# THE TASKS
a - Render this sentence from the attorney fee decision in Spanish: "The Arbitrator is bound by that Agreement, the record, and the submission agreement."
b - Please write the next part of the attorney fee decision, starting after its last sentence.

## start SOURCE TEXT

In summary, the Arbitrator made the following conclusions:
1. Attorney's fees were incurred;
2. They were incurred by the prevailing party;
3. The award of fees in this instance would not be "in the interest of justice" within the meaning of the Allen criteria;
4. Reasonableness of the fee charged is in question because of disparate rulings and because of the [Authority] ruling in [NADC].
Id. at 15. The Arbitrator further concluded that:
Even if all Allen criteria were fully satisfied, the overriding factor is the intent of the Parties in the Agreement between them. The Arbitrator is bound by that Agreement, the record, and the submission agreement.
As the Arbitrator ruled that the Agency was not required by the Agreement to pay attorney fees and expenses incurred by the Union, he denied the Union's motion.
IV. Union Exceptions
The Union excepts to the Arbitrator's finding that the Agency was not required by the agreement to pay attorney fees and expenses incurred by the Union in connection with the arbitration, contending that the award is contrary to law. The Union also excepts to the Arbitrator's other findings that attorney fees were not warranted and that counsel was not entitled to market rates for his fee.
The Union argues that in Philadelphia Naval Shipyard and Philadelphia Metal Trades Council, 32 FLRA 417 (1988) (Philadelphia Naval Shipyard), the Authority addressed the same issues as presented here and determined that the Back Pay Act confers jurisdiction on an arbitrator to consider an attorney fee request. In addition, it argues that Article II, Section 1 of the parties' agreement makes all laws, including the Back Pay Act, applicable to the agreement. The Union contends that the Arbitrator's award must be reversed because it hinged on his erroneous opinion that the Agency would not be required to pay attorney fees unless such a provision was specifically provided for in the agreement.
Further, the Union disputes the Arbitrator's finding that fees were not warranted in the interest of justice. It argues that the Agency's action constituted an "unjustified and unwarranted" action which the Union was forced to correct at its expense. The Union claims that the Arbitrator specifically found that the Agency's action in making cash awards to some employees of the same grade receiving the same performance rating but not to others was "arbitrary and capricious" on its face. It argues that such a finding would warrant fees. In addition, it contends, the Agency's refusal to make a cash award to the grievant was in direct violation of the clear language of the current agreement and was unreasonable and unwarranted. The Union argues that the new agreement imposed a measure of consistency on the Agency and that it was clearly without merit for the Agency to attempt to impose the prior practice beyond the effective date of the new agreement. In this regard, it contends that the Agency's refusal to follow the plain language of the agreement was in bad faith and wholly unfounded. It also contends that the Agency should have known it would not prevail.

## end SOURCE TEXT
## start ENTRIES SHOWN

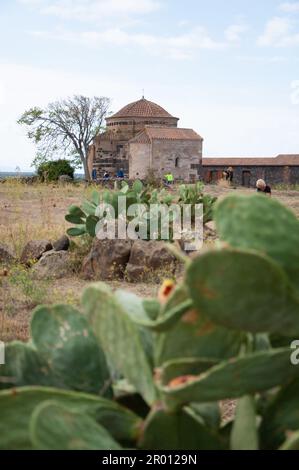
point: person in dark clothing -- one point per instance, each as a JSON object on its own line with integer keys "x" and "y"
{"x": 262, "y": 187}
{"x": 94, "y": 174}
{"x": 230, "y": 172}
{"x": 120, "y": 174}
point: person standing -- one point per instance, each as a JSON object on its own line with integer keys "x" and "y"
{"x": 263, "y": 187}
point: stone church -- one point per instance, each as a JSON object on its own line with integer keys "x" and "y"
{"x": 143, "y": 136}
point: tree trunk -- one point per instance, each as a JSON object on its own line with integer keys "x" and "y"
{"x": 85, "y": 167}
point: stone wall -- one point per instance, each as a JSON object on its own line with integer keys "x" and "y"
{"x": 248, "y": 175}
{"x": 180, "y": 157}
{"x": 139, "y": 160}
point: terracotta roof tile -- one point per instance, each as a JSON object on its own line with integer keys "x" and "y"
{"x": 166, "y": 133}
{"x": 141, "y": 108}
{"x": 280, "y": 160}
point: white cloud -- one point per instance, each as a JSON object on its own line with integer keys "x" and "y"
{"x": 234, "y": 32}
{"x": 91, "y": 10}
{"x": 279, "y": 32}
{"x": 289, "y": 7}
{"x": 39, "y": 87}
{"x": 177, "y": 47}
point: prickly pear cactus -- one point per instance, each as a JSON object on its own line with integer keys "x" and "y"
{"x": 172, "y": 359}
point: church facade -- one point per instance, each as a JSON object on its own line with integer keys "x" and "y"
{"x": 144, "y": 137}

## end ENTRIES SHOWN
## start ENTRIES SHOWN

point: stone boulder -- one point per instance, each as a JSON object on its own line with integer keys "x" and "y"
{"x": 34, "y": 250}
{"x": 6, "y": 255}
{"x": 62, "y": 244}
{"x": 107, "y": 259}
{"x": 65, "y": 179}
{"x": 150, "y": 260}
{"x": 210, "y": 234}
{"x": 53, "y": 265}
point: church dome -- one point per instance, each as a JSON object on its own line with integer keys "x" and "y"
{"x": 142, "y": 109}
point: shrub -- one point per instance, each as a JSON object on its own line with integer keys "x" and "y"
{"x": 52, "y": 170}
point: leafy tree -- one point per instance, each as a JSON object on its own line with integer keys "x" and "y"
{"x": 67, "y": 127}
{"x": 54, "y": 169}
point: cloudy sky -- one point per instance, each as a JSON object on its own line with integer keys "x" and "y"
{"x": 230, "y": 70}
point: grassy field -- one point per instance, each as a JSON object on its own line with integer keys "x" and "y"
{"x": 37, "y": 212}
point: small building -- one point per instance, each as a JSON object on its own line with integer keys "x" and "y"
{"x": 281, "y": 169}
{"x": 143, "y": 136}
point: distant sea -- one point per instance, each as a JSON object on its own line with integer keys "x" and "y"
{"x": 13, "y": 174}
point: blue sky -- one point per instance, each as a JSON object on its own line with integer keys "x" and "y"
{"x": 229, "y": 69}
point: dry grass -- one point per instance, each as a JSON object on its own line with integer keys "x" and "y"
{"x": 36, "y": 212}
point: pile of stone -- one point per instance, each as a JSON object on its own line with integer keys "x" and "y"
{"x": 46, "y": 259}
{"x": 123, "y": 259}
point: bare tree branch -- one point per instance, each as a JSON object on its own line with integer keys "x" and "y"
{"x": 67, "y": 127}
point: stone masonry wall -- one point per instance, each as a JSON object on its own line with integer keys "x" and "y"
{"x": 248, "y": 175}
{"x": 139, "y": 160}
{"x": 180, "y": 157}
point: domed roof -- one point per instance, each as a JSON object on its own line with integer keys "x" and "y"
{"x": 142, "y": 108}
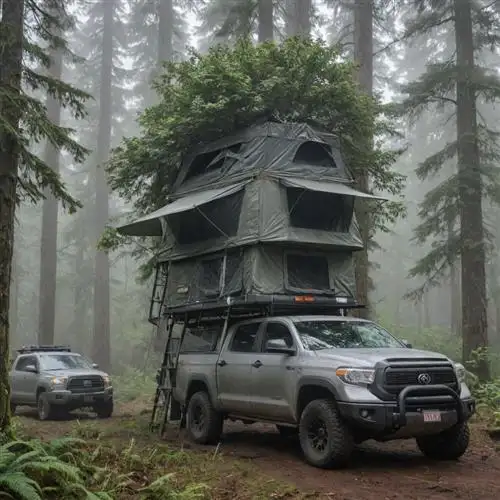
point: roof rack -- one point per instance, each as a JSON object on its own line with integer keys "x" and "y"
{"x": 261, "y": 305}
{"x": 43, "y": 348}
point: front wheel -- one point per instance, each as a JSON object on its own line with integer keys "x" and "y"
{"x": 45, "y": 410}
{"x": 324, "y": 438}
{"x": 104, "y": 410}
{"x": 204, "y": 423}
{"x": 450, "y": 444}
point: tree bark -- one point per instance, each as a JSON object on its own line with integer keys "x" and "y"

## end ENTRIES SHOWN

# ANSWERS TO EACH TASK
a - El árbitro está obligado por ese Convenio, el expediente y el acuerdo de sometimiento.

b -
The Union also reiterated its position that under NADC it is entitled to attorney fees where there is a service rendered to the Federal work force or there is a benefit to the public derived from maintaining an action. It contends that not only was the Agency's position without merit, but that by maintaining the action in this case and obtaining uniformity in treatment, the Union rendered an important service to the Federal work force at the Agency.
The Union also contends that its counsel was entitled to the prevailing market rate for his fees. In this regard, it maintains that the counsel is in private practice and that no fees are to be reimbursed to the Union.
V. Analysis and Conclusions
We conclude that the Arbitrator's denial of the Union's request for an award of attorney fees is deficient.
A. Arbitrator's Authority to Rule on Attorney Fees
We find that the Arbitrator erred in concluding that unless the provisions of the agreement specifically provided for the granting of attorney fees he lacked authorization to grant attorney fees.
In Philadelphia Naval Shipyard, the Authority discussed whether the Back Pay Act and its implementing regulations, 5 C.F.R. part 550, authorize the filing of a request for an award of attorney fees after an arbitrator has issued an award of backpay. The Authority concluded that the Back Pay Act confers jurisdiction on an arbitrator to consider a request for attorney fees either during the arbitration or within a reasonable time after the arbitrator's decision awarding backpay becomes final and binding. 32 FLRA at 420-21.
Consequently, the Arbitrator had jurisdiction under the Back Pay Act to consider and rule on the Union's request for an award of attorney fees. The Arbitrator erred in concluding that he also needed to be specifically authorized by the parties' collective bargaining agreement to award attorney fees because such authority is conferred to him by the Back Pay Act. We note, as stated in Philadelphia Naval Shipyard, that the parties can negotiate into their agreement time limits for filing a request for attorney fees. 32 FLRA at 421. Further, a union may also agree to language that clearly and unmistakably waives its statutory right to attorney fees. In the absence of such contractual limitations in this case, however, we conclude that the Arbitrator had full authority to award attorney fees if such an award complied with the requirements of the Back Pay Act. Accordingly, the Arbitrator's denial of the Union's request on the basis that the parties' collective bargaining agreement does not specifically authorize the granting of attorney fees is contrary to the Back Pay Act.
As the Arbitrator did make findings regarding whether the Union's request for attorney fees was warranted under the Back Pay Act, however, we will review those findings.
B. Entitlement to Attorney Fees Under the Back Pay Act
We find that the Arbitrator's award articulates specific findings supporting the determination that an award of attorney fees was not warranted in the interest of justice under the criteria set forth in Allen. However, we find that the Arbitrator's award is deficient because he failed to address the Union's contention that an award of attorney fees was warranted because, by maintaining the action, a service was rendered to the Federal work force, an additional criterion set forth in NADC.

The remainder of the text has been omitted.